Classic Railroad Songs
From Smithsonian Folkways
Smithsonian Folkways SPW CD 40192
Classic Southern Gospel
From Smithsonian Folkways
Smithsonian Folkways SPW CD 40137

Describing the background to Folkways Records should scarcely be necessary for anybody who reads Musical Traditions.  Suffice to say that for almost forty years, the label's founder Moses Asch used it to release a wide range of music of various kinds, with a strong emphasis on traditional and ethnic sounds from all over the world, as well as broadly covering the early US folk revival.  Now, it is run by The Smithsonian Institute, and continues to release new recordings in the spirit of the label's legacy.  Just as importantly, the Smithsonian has undertaken to keep the entire vast back catalogue 'in print', in the sense that any record that was ever issued on Folkways can now be bought on CD.  This is a hugely honourable and commendable commitment, which is fulfilled by virtue of 'custom pressings' - i.e.  if you want a copy of any LP from the Folkways catalogue, however obscure, they will produce a one-off CD-R for you.  At the same time, they have reissued many of their best-selling LPs in digital format, and have put together compilations of various kinds - of which these are two - offering listeners samples from the riches of their archives.

→ Data excerpts:

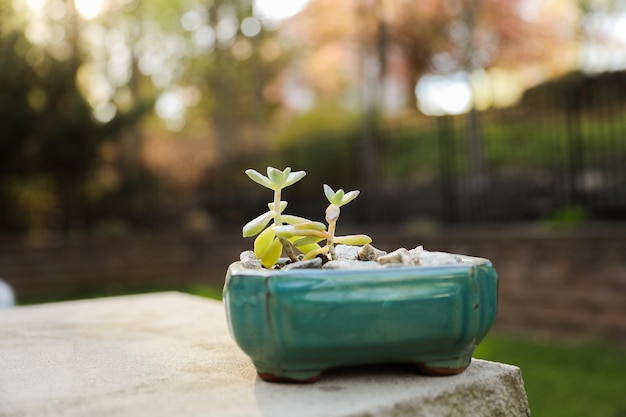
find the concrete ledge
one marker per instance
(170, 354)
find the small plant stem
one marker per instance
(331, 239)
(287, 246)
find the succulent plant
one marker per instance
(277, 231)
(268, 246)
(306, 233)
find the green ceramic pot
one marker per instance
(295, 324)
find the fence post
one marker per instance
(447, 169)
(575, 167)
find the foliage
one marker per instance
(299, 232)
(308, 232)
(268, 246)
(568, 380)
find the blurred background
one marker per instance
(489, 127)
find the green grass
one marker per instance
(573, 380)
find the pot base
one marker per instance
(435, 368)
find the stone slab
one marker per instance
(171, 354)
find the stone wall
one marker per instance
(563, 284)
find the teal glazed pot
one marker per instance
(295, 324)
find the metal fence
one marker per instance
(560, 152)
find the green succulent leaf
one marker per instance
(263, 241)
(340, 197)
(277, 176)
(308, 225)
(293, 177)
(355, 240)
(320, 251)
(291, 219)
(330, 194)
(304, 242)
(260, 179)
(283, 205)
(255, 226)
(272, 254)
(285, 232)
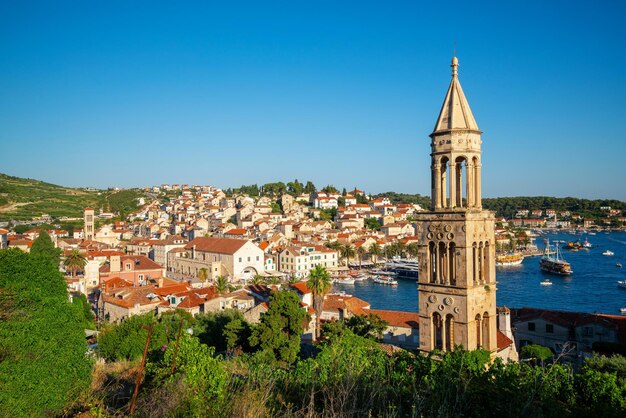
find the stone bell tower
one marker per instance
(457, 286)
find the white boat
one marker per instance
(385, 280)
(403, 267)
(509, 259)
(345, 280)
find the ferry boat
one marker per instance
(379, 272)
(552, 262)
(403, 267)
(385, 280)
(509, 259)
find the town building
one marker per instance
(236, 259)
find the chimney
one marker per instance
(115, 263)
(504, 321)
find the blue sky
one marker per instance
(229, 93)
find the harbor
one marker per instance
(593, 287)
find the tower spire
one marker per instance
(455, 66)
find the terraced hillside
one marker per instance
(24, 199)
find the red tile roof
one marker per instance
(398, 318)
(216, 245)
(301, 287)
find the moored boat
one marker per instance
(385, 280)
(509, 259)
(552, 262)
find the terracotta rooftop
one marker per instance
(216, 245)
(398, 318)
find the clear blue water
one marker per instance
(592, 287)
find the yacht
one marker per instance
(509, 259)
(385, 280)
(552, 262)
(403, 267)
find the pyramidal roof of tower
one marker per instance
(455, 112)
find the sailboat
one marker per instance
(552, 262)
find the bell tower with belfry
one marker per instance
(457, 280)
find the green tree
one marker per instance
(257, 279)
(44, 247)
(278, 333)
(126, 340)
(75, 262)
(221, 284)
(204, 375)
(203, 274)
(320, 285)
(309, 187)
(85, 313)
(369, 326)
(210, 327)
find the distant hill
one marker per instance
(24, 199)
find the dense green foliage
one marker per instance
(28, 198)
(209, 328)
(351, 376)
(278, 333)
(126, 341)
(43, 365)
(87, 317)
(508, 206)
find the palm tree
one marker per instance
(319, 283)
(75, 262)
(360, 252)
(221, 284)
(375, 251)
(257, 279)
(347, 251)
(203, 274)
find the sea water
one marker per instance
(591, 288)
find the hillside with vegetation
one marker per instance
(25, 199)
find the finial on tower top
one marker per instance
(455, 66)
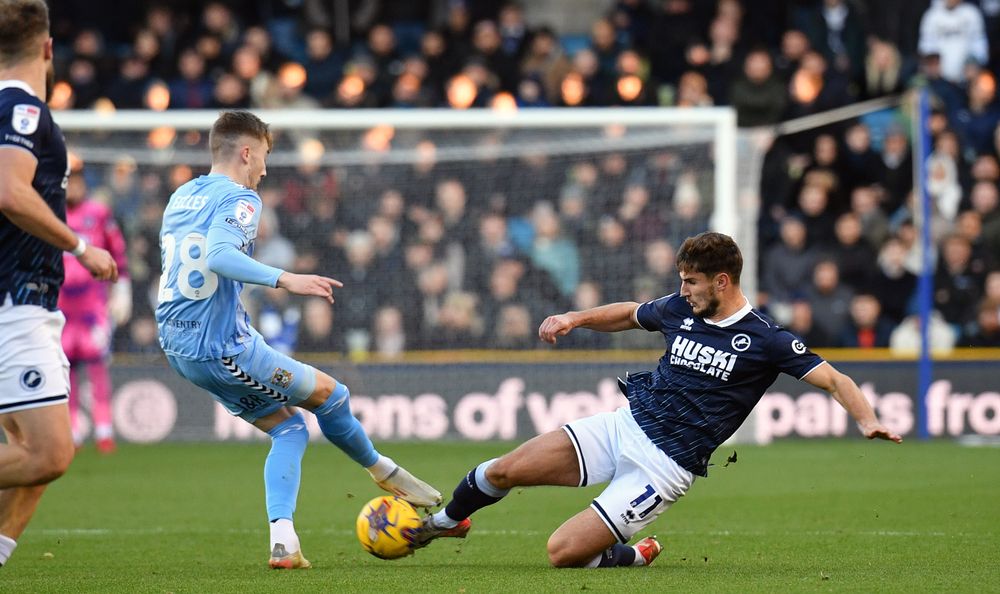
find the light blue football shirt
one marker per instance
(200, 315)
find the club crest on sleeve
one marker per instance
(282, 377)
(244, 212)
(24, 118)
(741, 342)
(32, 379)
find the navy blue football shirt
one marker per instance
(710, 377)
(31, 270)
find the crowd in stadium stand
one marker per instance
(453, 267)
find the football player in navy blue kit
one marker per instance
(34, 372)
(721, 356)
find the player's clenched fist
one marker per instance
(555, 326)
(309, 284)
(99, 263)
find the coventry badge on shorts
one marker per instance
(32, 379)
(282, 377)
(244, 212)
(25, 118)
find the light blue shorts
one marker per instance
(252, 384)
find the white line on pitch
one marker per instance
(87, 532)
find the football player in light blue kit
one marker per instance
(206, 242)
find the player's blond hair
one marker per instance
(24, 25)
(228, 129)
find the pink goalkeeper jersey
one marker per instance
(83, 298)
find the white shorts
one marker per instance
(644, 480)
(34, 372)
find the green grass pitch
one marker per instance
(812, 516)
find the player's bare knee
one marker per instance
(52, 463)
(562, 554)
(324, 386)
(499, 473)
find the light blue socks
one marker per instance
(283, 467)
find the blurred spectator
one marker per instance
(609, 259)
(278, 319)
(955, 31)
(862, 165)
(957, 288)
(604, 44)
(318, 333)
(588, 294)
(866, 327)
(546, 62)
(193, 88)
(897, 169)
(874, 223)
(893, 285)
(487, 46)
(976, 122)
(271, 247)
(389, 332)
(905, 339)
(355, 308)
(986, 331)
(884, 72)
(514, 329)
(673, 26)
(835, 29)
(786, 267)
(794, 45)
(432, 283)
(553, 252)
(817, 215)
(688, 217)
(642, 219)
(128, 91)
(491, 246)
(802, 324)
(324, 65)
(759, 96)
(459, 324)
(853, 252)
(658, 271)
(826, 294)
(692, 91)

==

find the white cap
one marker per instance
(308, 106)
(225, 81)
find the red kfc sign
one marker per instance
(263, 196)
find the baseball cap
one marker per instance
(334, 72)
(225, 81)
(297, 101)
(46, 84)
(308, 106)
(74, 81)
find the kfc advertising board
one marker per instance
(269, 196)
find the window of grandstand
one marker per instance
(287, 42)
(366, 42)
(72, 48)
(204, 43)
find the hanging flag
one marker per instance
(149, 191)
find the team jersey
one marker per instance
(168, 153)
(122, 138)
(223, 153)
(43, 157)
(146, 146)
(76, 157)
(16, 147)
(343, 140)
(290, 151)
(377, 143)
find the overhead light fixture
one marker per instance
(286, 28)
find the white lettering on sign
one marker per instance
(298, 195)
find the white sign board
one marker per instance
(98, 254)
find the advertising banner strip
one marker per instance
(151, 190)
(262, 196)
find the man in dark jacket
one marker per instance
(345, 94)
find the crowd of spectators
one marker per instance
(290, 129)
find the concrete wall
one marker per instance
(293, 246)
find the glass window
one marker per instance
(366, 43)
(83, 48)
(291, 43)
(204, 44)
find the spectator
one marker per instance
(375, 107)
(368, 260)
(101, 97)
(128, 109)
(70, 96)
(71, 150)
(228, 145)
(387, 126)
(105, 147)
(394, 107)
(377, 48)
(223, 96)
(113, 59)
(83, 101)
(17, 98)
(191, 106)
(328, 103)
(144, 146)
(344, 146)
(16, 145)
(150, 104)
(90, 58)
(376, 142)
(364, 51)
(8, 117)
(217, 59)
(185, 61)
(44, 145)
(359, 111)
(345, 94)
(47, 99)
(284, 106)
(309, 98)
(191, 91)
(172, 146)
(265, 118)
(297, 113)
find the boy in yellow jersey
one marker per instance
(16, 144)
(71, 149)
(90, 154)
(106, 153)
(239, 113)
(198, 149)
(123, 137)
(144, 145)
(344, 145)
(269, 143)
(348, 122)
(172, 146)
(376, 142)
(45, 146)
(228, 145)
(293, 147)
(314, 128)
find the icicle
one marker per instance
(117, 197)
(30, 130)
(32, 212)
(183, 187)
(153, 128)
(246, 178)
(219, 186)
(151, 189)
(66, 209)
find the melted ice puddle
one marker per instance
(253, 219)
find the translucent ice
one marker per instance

→ Work to complete:
a) Rewrite the paragraph of the Folkways piece that begins "Describing the background to Folkways Records" as a shorter version that keeps its main facts.
b) Carry on writing the piece about Folkways Records, starting right after its final sentence.
The records have no connection to the piece about Folkways Records.

→ Results for each task:
a) For almost forty years, founder Moses Asch used Folkways Records to release a wide range of music. It emphasized traditional and ethnic sounds from around the world and also broadly covered the early US folk revival. The Smithsonian Institute now runs the label and continues releasing new recordings in its spirit. It keeps the whole back catalogue available: any LP ever issued on Folkways can be bought as a one-off custom CD-R. The Smithsonian has also reissued many best-selling LPs digitally and assembled compilations, including these two, drawn from its archives.

b)
Cover pictureWith Classic Railroad Songs, the emphasis is on the songs' content, and the performers are a mixed bag, including both traditional singers and revivalists, as well as some who sit somewhere in between.  In that last category, I might include Cisco Houston, a man who comes with a mighty legend behind him - friend and travelling companion of Woody Guthrie, comrade of Pete Seeger (who is also heard here in a delightful performance of Jay Gould's Daughter), inspiration of Bob Dylan.  Writing as someone who has only ever heard Houston on record, this reputation seems to me hard to square with the almost plummy-sounding baritone to be heard here on a rather stiff rendition of Drill Ye Tarriers.  Guthrie himself, on the other hand, did convey on record quite a lot of the unique charisma that so captivated the young listeners who encountered him.  This version of John Henry, where his vocals - tough, gritty and entirely distinctive - were sweetened slightly by Houston's harmonies, and pushed along by his own uncomplicated guitar strumming, with Sonny Terry's blues harmonica, is a good example.  Nobody else ever made records quite like this.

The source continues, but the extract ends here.